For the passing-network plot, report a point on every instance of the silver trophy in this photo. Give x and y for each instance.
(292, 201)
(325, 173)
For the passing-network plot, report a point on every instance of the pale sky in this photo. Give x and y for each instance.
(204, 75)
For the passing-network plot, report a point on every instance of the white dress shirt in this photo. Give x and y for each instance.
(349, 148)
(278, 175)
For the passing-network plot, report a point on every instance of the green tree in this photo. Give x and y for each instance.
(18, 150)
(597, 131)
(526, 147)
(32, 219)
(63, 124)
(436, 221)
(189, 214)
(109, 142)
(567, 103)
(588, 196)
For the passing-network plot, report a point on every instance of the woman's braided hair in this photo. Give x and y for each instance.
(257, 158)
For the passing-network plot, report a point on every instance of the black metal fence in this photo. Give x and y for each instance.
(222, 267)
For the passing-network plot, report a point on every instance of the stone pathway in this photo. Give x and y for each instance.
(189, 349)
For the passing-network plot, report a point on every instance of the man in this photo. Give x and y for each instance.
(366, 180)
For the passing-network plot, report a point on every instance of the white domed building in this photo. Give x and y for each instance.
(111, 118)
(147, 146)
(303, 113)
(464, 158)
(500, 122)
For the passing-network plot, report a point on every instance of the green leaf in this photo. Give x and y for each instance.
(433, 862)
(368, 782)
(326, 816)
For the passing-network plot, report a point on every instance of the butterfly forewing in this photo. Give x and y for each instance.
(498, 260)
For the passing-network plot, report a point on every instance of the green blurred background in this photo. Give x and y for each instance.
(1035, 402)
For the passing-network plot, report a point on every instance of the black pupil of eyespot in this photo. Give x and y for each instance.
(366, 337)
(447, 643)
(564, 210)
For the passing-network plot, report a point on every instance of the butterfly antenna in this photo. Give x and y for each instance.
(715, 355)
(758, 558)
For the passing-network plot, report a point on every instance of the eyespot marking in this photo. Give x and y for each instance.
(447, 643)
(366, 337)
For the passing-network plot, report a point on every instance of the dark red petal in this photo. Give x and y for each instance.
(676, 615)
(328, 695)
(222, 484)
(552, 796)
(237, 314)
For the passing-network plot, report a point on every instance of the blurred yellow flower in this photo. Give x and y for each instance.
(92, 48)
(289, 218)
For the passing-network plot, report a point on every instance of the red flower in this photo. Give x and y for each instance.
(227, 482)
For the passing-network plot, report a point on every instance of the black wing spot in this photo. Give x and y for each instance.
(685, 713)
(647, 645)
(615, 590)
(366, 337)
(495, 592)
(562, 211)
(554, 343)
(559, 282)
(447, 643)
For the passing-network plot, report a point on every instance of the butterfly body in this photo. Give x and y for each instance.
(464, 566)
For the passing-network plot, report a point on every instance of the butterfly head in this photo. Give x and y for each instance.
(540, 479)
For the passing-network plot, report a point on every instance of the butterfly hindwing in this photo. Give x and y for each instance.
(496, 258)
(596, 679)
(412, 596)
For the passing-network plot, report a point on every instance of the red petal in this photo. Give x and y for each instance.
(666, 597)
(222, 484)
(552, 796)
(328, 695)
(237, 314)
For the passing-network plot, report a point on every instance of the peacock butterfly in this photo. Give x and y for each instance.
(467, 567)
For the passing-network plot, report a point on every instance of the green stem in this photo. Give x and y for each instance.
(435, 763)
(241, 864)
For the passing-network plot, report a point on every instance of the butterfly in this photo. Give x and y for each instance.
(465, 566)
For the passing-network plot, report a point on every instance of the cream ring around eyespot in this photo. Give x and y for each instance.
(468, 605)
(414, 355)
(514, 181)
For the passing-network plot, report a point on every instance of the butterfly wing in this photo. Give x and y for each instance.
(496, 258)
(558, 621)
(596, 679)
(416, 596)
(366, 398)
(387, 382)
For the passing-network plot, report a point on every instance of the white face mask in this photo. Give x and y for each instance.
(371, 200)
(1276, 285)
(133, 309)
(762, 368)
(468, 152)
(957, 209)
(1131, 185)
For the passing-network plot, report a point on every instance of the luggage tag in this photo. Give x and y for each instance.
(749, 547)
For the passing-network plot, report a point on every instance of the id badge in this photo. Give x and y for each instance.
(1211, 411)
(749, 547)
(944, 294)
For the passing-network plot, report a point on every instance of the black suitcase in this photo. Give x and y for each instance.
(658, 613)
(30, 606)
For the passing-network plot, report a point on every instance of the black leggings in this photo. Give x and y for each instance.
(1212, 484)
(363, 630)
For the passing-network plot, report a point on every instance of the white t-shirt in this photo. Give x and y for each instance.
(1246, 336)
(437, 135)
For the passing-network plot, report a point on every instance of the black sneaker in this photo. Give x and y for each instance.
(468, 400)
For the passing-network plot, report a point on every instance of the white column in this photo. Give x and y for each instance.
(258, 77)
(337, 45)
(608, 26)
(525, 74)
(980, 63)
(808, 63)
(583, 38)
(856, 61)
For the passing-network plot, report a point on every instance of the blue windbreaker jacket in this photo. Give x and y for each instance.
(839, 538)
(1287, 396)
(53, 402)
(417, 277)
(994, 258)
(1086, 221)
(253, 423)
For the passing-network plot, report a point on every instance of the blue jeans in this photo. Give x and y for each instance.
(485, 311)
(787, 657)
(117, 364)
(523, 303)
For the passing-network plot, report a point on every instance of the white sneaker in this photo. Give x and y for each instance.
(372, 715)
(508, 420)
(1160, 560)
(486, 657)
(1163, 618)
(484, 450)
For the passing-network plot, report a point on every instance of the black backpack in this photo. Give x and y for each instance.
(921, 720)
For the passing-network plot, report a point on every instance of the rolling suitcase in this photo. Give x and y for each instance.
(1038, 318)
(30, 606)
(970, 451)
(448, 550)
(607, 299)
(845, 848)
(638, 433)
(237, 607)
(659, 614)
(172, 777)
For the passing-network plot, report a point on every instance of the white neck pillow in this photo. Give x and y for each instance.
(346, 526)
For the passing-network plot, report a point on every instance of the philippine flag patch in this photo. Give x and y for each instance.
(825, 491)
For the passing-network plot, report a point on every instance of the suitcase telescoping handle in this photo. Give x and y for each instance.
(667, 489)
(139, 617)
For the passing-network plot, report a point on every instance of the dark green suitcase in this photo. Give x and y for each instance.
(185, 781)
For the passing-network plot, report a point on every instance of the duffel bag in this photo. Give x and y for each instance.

== == ==

**What to do**:
Repeat each record exactly, leaving nothing out.

**Output of the task**:
For the passing-network plot, report a point on every instance of the silver trophy in this photo. Give x and y for each instance.
(292, 201)
(325, 173)
For the passing-network plot, report a point on every instance of the pale sky in this photo. Give x and y for each instance.
(204, 75)
For the passing-network plot, report a point on every instance of the white dress shirt in this photo. Give x and y for each instance.
(349, 148)
(278, 175)
For the passing-network plot, report a point on every instance of the green tree in this photo. Give x and y for each instance.
(18, 150)
(597, 131)
(526, 147)
(32, 219)
(63, 124)
(436, 221)
(189, 214)
(109, 142)
(567, 103)
(588, 196)
For the passing-network plot, report a point on every instance of the woman's braided hair in this photo. Give x and y for each instance.
(257, 158)
For the passing-network plot, report a point on every instance of the black metal fence in this photo. Give x and y for each instance.
(222, 267)
For the passing-network plot, report a point on every instance of the stone pathway in this photo. Give x and y for each instance.
(189, 349)
For the passing-network plot, report a point on every instance of the man in this photo. Give x and y for each instance.
(366, 180)
For the passing-network plot, report a point on every instance of the white domed building in this photo. Give x and y for each instance.
(111, 118)
(147, 146)
(303, 113)
(464, 158)
(500, 122)
For the passing-network plot, report a point on every instance of the green leaf in this photo. Give x and y for each instance.
(433, 862)
(368, 782)
(326, 816)
For the passing-network plot, report a point on every instance of the butterfly forewing in this photo. Give x and y for each instance.
(498, 260)
For the passing-network plot, report a point on every instance of the green blurred background in this photo. Give x and y for each instance.
(1035, 402)
For the passing-network plot, report a point on every instance of the black pupil of eyespot in this photo. Give x and y for each instance.
(366, 337)
(447, 643)
(564, 210)
For the passing-network plot, report a point on every instance of the butterfly antenna in this photo. Give x and y for each instance.
(715, 355)
(758, 558)
For the passing-network plot, report a point on every instance of the eyespot marking in this photo. Give x and y for each instance.
(447, 643)
(366, 337)
For the passing-network plot, report a point on every instance of the dark red petal in this photo. Give x and y for each instance.
(676, 615)
(328, 695)
(222, 484)
(552, 796)
(237, 314)
For the passing-network plot, report a point on every instance of the blurred yellow flower in this photo. Give x and y for each instance.
(92, 48)
(289, 218)
For the passing-network plot, report a point on every instance of the red flower in this photo. Give x and y for each instance.
(227, 482)
For the passing-network plot, report a point on every instance of the black wing spot in this photo. Give x and y for each instance.
(685, 713)
(647, 645)
(615, 590)
(366, 337)
(495, 592)
(562, 211)
(554, 343)
(559, 282)
(447, 643)
For the passing-network plot, report a point on every instance of the butterfly body in this photo. Give x and y for each instance.
(464, 566)
For the passing-network plot, report a point on every instance of the butterfly head in this photo. Give x and y for each instance.
(540, 479)
For the passing-network plot, report a point on every instance of the butterfly hindwing in this photo. Give x and y for each instance.
(496, 258)
(596, 679)
(412, 596)
For the passing-network plot, report a point on every instance of the red petal in this photo. Give x and y for each instance.
(666, 597)
(222, 484)
(552, 796)
(328, 695)
(237, 314)
For the passing-network plot, report a point on every instance of the peacock butterfly in this photo. Give x and y for each instance.
(467, 567)
For the passing-network plot, report a point on every instance of the green stem in this photo. Give x and y for each instance.
(435, 763)
(241, 864)
For the passing-network plot, report a point on every instance of the butterfly in this photo. Give x and y for each instance.
(465, 566)
For the passing-network plot, report a point on every instance of the cream ring around eyespot in this photo. Give x and y for each instance.
(468, 605)
(414, 355)
(514, 181)
For the passing-network plot, report a point on every instance of the butterfly wing in this photo. Give x and y for each instance.
(496, 258)
(558, 621)
(596, 679)
(416, 596)
(366, 398)
(387, 382)
For the passing-network plot, report a point on every instance of the white face mask in this photo. Give x and y for each instance.
(371, 200)
(1276, 285)
(133, 309)
(762, 368)
(468, 152)
(957, 209)
(1131, 185)
For the passing-network plot, report a point on every instance of the luggage tag in this photo. Give x and y for each instance.
(749, 547)
For the passing-network plot, report a point on every instance of the id badge in this photo. Give x and y for each instance.
(1211, 411)
(749, 547)
(944, 294)
For the passing-network plot, report a point on every instance of the black suitcase in this photo. Give x and y for each instance.
(658, 613)
(30, 606)
For the passing-network plot, report a point on every instance of the black leggings in this photo. Give x and y for each instance.
(1212, 484)
(363, 630)
For the passing-network plot, report a point on every instance of the white t-shirt in this photo. Give x and y for each instance.
(1246, 336)
(437, 135)
For the passing-network plot, report a point on every instance of the black sneaker in this photo. Give x and y for each instance.
(468, 400)
For the passing-network plot, report a point on every instance of the white column in this photo. Give x and y for each instance.
(258, 77)
(337, 45)
(608, 26)
(525, 74)
(980, 63)
(808, 63)
(583, 38)
(856, 61)
For the passing-network plot, report a point on every instance of the blue windbreaker jacket in this photo. Give x and y for each instance.
(839, 538)
(1287, 396)
(53, 402)
(417, 277)
(994, 258)
(1086, 221)
(253, 423)
For the passing-network plot, report a point on every instance of the blue jeans in this photo. Give x and y for each instance.
(485, 311)
(787, 657)
(117, 364)
(523, 303)
For the passing-network plot, report a point on every instance of the white sneaker in this photo. Give x and y for each instance.
(372, 715)
(508, 420)
(1160, 560)
(486, 657)
(1163, 618)
(484, 450)
For the passing-network plot, report a point on every instance of the black backpack in this photo. Give x and y for each instance.
(921, 720)
For the passing-network plot, report a point on every instance of the rolling suitcase in this photo. Give x and y for each instance.
(1038, 318)
(30, 606)
(970, 451)
(448, 550)
(607, 299)
(845, 848)
(638, 433)
(237, 607)
(659, 614)
(172, 777)
For the passing-network plot, report a point on every instance of the white neck pillow in this photo. Give x and y for each instance.
(346, 526)
For the passing-network plot, report a point on every instance of the philippine flag patch in this photo. Give x and y for each instance.
(825, 491)
For the passing-network plot, report a point on every instance of the suitcase telescoping handle in this photo. Give x and y for each instance.
(667, 489)
(139, 617)
For the passing-network plot, report a point on every instance of the dark green suitcase in this photo. Give x and y for each instance.
(185, 781)
For the passing-network plot, report a point on every instance of the duffel bag in this photo. Give x and y for each instance.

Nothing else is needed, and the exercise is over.